**EXTRACT PROVIDED**
No kids shooting each other over a pair of Air Jordans, no guys standing on a corner selling baggies, people took pride in actually speaking English (as opposed to "ya boi dat n*gga b a uncle tom"), the vast majority of black people grew up in a two parent household (today it is in the inverse, about 80% of kids born out of wedlock), people dressing respectably instead of pants around their knees, education was valued instead of being the mark of "selling out" or "acting white", jazz instead of gangsta rap, the list goes on.

Most blacks self segregate now anyways.

What also makes me skeptical to begin with is that many elderly black people who have actually seen both worlds don't seem to think things are all that better now, but just different. I think we are taught to think that segregation was a lot worse than it actually was and we learn about how horrible white people used to be (as opposed to modern white people who have "seen the light"). Maybe we have a subconscious need to believe things are better now.
You seem to really play into a stereotype about how ALL black people are living. As a black woman, I have not shot at nor been shot at by anyone over shoes, I have never lived in a neighborhood with people on the corner selling baggies, and my family and all my close friends do not call each other the "n" word or speak in Ebonics. I grew up in a single parent household after the age of 12 not because my parents were playing the "baby mama, baby daddy" card but because they got divorced. That's right, I was actually born in wedlock as were most of my college friends. The sagging pants thing is not exclusive to the black community. There are plenty of white, Asian, and Hispanic guys who wear the pants off their ass. Education was highly valued in my household growing up and it was equally as important in the households of my friends. In the 50s and 60s old timers blamed the current music on all the ills of the world, too.

**PROBLEMS TO WORK ON**
**A.** Reproduce the whole text about life before and after segregation, word for word.
**B.** Rewrite the records below as a two-column CSV with the headers request and answer, one row per record. Put each record's request text and its answer in separate quoted fields, and replace any line breaks inside them with spaces.

**EXTRACTED ENTRIES**
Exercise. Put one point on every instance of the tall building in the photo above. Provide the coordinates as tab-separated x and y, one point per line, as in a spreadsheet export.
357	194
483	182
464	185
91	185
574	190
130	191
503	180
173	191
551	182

**ANSWERS**
**A.**
No kids shooting each other over a pair of Air Jordans, no guys standing on a corner selling baggies, people took pride in actually speaking English (as opposed to "ya boi dat n*gga b a uncle tom"), the vast majority of black people grew up in a two parent household (today it is in the inverse, about 80% of kids born out of wedlock), people dressing respectably instead of pants around their knees, education was valued instead of being the mark of "selling out" or "acting white", jazz instead of gangsta rap, the list goes on.

Most blacks self segregate now anyways.

What also makes me skeptical to begin with is that many elderly black people who have actually seen both worlds don't seem to think things are all that better now, but just different. I think we are taught to think that segregation was a lot worse than it actually was and we learn about how horrible white people used to be (as opposed to modern white people who have "seen the light"). Maybe we have a subconscious need to believe things are better now.
You seem to really play into a stereotype about how ALL black people are living. As a black woman, I have not shot at nor been shot at by anyone over shoes, I have never lived in a neighborhood with people on the corner selling baggies, and my family and all my close friends do not call each other the "n" word or speak in Ebonics. I grew up in a single parent household after the age of 12 not because my parents were playing the "baby mama, baby daddy" card but because they got divorced. That's right, I was actually born in wedlock as were most of my college friends. The sagging pants thing is not exclusive to the black community. There are plenty of white, Asian, and Hispanic guys who wear the pants off their ass. Education was highly valued in my household growing up and it was equally as important in the households of my friends. In the 50s and 60s old timers blamed the current music on all the ills of the world, too.

**B.**
request,answer
"Exercise. Put one point on every instance of the tall building in the photo above. Provide the coordinates as tab-separated x and y, one point per line, as in a spreadsheet export.","357	194 483	182 464	185 91	185 574	190 130	191 503	180 173	191 551	182"